DATASET EXCERPTS:
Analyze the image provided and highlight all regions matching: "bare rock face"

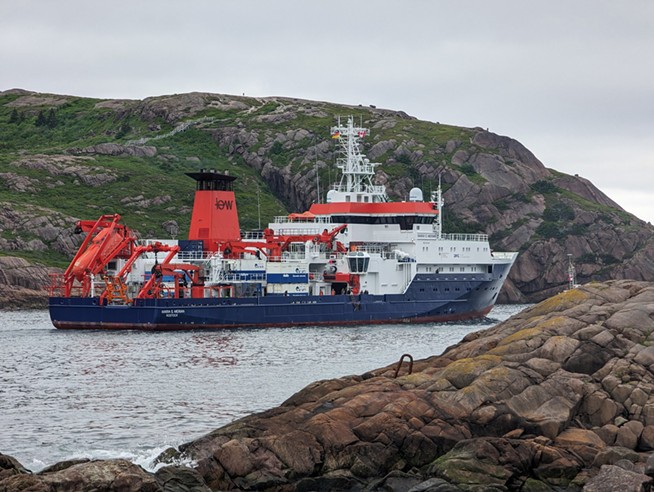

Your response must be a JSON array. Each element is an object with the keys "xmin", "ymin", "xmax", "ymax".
[
  {"xmin": 0, "ymin": 459, "xmax": 162, "ymax": 492},
  {"xmin": 0, "ymin": 256, "xmax": 60, "ymax": 309},
  {"xmin": 6, "ymin": 280, "xmax": 654, "ymax": 492}
]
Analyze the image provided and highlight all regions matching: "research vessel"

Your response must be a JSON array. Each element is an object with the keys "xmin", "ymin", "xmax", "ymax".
[{"xmin": 49, "ymin": 118, "xmax": 517, "ymax": 330}]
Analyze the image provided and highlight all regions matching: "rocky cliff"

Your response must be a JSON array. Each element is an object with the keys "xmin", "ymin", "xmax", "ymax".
[
  {"xmin": 0, "ymin": 90, "xmax": 654, "ymax": 302},
  {"xmin": 6, "ymin": 280, "xmax": 654, "ymax": 492}
]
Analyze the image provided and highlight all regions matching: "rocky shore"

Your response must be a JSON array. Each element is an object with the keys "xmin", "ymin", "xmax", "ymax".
[
  {"xmin": 0, "ymin": 256, "xmax": 55, "ymax": 309},
  {"xmin": 0, "ymin": 280, "xmax": 654, "ymax": 492}
]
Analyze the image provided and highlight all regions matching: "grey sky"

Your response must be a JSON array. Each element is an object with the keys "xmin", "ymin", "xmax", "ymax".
[{"xmin": 0, "ymin": 0, "xmax": 654, "ymax": 223}]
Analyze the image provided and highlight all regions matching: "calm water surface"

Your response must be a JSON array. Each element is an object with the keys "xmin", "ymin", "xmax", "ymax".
[{"xmin": 0, "ymin": 306, "xmax": 525, "ymax": 471}]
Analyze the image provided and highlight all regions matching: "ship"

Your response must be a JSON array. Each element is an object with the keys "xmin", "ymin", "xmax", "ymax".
[{"xmin": 49, "ymin": 117, "xmax": 517, "ymax": 330}]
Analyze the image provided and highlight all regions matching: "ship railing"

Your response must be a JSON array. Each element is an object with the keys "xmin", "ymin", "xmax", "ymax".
[
  {"xmin": 241, "ymin": 231, "xmax": 263, "ymax": 241},
  {"xmin": 438, "ymin": 233, "xmax": 488, "ymax": 242},
  {"xmin": 273, "ymin": 215, "xmax": 332, "ymax": 224},
  {"xmin": 218, "ymin": 271, "xmax": 266, "ymax": 282},
  {"xmin": 331, "ymin": 184, "xmax": 386, "ymax": 195},
  {"xmin": 491, "ymin": 251, "xmax": 516, "ymax": 260},
  {"xmin": 177, "ymin": 251, "xmax": 216, "ymax": 261},
  {"xmin": 277, "ymin": 227, "xmax": 324, "ymax": 236}
]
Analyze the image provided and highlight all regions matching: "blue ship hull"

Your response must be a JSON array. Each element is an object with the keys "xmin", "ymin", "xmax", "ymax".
[{"xmin": 49, "ymin": 272, "xmax": 510, "ymax": 330}]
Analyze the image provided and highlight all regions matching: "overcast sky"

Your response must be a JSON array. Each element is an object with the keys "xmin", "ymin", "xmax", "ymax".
[{"xmin": 0, "ymin": 0, "xmax": 654, "ymax": 223}]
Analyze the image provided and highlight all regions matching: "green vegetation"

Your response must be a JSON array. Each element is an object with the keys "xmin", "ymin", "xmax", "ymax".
[{"xmin": 0, "ymin": 93, "xmax": 636, "ymax": 272}]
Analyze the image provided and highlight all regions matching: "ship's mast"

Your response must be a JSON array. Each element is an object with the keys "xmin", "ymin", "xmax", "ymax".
[
  {"xmin": 431, "ymin": 174, "xmax": 443, "ymax": 239},
  {"xmin": 331, "ymin": 116, "xmax": 388, "ymax": 202}
]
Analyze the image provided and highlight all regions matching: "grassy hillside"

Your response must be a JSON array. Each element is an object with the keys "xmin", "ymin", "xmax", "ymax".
[{"xmin": 0, "ymin": 90, "xmax": 654, "ymax": 301}]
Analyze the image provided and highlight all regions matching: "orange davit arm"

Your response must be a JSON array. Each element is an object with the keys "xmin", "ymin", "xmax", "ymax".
[{"xmin": 64, "ymin": 214, "xmax": 136, "ymax": 297}]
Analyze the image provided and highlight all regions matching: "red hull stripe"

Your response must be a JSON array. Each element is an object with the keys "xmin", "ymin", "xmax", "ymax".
[
  {"xmin": 53, "ymin": 306, "xmax": 492, "ymax": 331},
  {"xmin": 309, "ymin": 202, "xmax": 438, "ymax": 215}
]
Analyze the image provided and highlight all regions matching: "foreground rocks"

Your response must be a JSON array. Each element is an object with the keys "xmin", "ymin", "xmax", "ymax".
[{"xmin": 6, "ymin": 281, "xmax": 654, "ymax": 492}]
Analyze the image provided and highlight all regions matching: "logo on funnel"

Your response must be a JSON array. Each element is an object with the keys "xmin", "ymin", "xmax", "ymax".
[{"xmin": 216, "ymin": 199, "xmax": 234, "ymax": 210}]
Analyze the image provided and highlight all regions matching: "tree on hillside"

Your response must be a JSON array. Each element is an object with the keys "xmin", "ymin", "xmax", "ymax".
[{"xmin": 34, "ymin": 111, "xmax": 47, "ymax": 126}]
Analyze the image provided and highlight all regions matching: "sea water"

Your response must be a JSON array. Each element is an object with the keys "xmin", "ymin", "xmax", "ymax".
[{"xmin": 0, "ymin": 305, "xmax": 525, "ymax": 472}]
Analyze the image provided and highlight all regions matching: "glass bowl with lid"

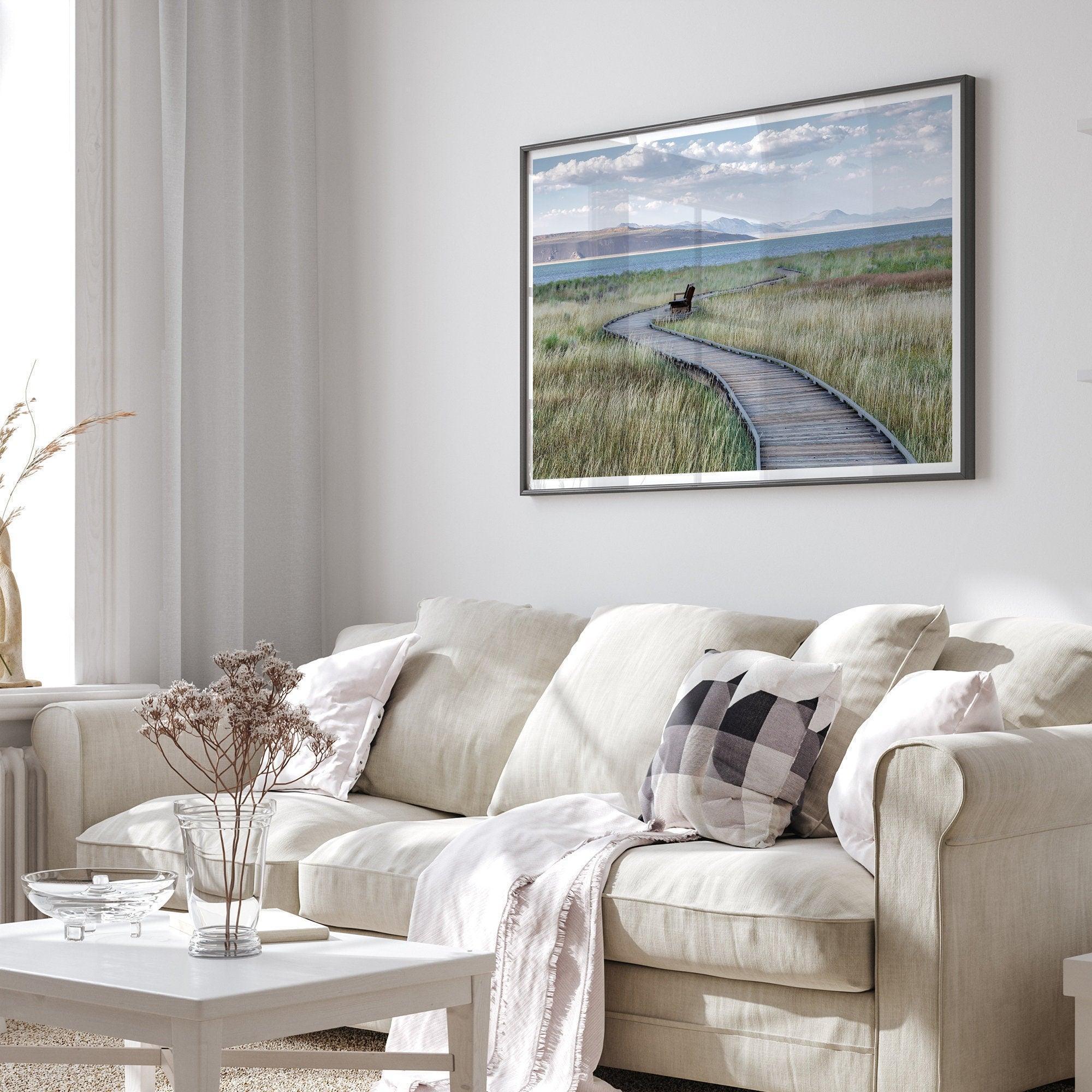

TO BE DONE:
Identify every line of the entries that contains the word "rocky" and copy each such line. Case counts.

THE RESPONSE:
Analyze the image provided and highlight all regions matching: "rocky cliff"
Analyze the image provided and highlight all regions matching: "rocky shore"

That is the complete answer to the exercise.